- [WHAT TO WORK ON]:
(A) List the short-term operational uses that the continuity measurement text gives as examples.
(B) In the continuity measurement text, how is the success probability metric S defined?
(C) Please carry on the continuity measurement text from its last sentence.

- [TEXT EXCERPT]:
● ● ● ● ●
While there are numerous ways to evaluate quality in the context of continuity measurements, a useful metric is expected to vary between continuity required for short-term operational use (weather prediction, agricultural crop monitoring, hazard warnings) versus longer-term science objectives, such as those related to global climate change.7 Examples for assessing the quality are given in Chapter 4.

Finding: Assessing the quality characteristic of a particular continuity measurement requires knowledge of a measurement’s combined standard uncertainty, deriving from the uncertainty of an instrument’s calibration uncertainty, repeatability, time and space sampling, and data systems and delivery for climate variables (algorithms, reprocessing, and availability) and the consequences of data gaps on the relevant quantified science objective(s).

Recommendation: The committee recommends that NASA be responsible for refining the assessment approach for the quality characteristic.

3.2.4 Benefit: Success Probability

The success probability metric S is defined as the probability that the measurement being proposed for continuity will successfully meet the goal of extending the specified geophysical record. This metric accounts for such things as the measurement’s resilience to gaps (discussed in more detail below) and the possibility of leveraging national and international partners for needed measurements. The success probability metric is also meant to capture—to the extent that they are not covered in the affordability metric—issues that would affect the ability of the proposed measurement to meet the scientific or societal goal. From a decision-theory perspective, S can be seen to address uncertainty in the decision-process by “derating” the maximum potential benefit for known risks to measurement quality. Factors that should be included in deriving S include the risks of the instrument development itself, as well as risks of the associated algorithms needed to achieve the predicted accuracy; an example derivation is given in Chapter 4.
● ● ● ● ●
- [INFORMATION GIVEN]:

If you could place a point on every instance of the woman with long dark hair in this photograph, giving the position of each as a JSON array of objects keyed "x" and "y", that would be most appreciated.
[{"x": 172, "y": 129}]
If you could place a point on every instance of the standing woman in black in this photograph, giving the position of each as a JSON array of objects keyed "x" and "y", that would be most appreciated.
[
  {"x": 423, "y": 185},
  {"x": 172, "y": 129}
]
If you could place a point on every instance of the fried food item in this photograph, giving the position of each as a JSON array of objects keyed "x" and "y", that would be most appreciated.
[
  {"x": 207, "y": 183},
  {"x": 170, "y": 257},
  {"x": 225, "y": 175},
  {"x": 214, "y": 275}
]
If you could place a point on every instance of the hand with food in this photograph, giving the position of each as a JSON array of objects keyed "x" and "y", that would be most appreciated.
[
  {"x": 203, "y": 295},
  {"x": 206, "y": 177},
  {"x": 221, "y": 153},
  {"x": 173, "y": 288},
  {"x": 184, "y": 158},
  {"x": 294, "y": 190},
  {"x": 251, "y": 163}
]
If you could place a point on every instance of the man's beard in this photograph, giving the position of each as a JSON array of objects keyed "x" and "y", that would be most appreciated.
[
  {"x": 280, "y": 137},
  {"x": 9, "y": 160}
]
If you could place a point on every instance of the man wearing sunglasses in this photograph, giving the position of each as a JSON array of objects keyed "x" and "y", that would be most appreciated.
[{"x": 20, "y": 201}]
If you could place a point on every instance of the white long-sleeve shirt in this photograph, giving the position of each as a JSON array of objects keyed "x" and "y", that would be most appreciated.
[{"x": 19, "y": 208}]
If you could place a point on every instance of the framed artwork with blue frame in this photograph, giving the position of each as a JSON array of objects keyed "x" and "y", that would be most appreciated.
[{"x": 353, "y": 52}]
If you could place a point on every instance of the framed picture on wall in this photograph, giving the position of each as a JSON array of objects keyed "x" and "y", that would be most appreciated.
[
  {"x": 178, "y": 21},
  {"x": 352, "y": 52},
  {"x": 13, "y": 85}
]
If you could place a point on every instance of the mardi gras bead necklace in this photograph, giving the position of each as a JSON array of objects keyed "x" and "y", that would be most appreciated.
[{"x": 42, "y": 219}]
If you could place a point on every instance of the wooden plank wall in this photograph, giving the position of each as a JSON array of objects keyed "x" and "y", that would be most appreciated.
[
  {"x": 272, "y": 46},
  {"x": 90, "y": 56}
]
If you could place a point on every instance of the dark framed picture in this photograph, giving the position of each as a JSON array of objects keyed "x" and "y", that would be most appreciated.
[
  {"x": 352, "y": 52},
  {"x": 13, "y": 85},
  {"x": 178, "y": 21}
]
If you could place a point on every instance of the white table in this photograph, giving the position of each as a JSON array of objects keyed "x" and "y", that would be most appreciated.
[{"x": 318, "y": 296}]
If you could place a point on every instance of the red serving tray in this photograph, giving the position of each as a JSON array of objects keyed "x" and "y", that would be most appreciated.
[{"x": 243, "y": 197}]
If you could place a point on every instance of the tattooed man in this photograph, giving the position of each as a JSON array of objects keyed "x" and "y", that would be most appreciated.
● ● ● ● ●
- [TASK-BY-TASK OUTPUTS]:
(A) Weather prediction, agricultural crop monitoring, hazard warnings

(B) S is the probability that the measurement proposed for continuity will successfully meet the goal of extending the specified geophysical record.

(C)
The quality characteristic, through the definition of the calibration uncertainty, and the success probability characteristic are both affected by the impact of gaps and their probability of occurrence. For observations where overlap is critical to maintain higher quality, gaps will affect the quality rating with and without continuity, as well as the success probability, through the risk of a gap occurring. Those measurements whose calibration is sufficiently certain to meet global change requirements will have high quality rating, and their success probability rating will also be high due to smaller impacts of data gaps.8As a result, gap impact on quality, gap risk of occurrence, and gap effects on observing system costs can all be accounted for in the current framework.

Finding: Success probability is assessed by evaluating the maturity of the measurement instrumentation and algorithms, the risk-posture of the mission implementation approach, the resilience of the geophysical variable record to measurement gaps, and the degree to which alternate approaches, including those from national and international partners, can provide acceptable bridging measurements.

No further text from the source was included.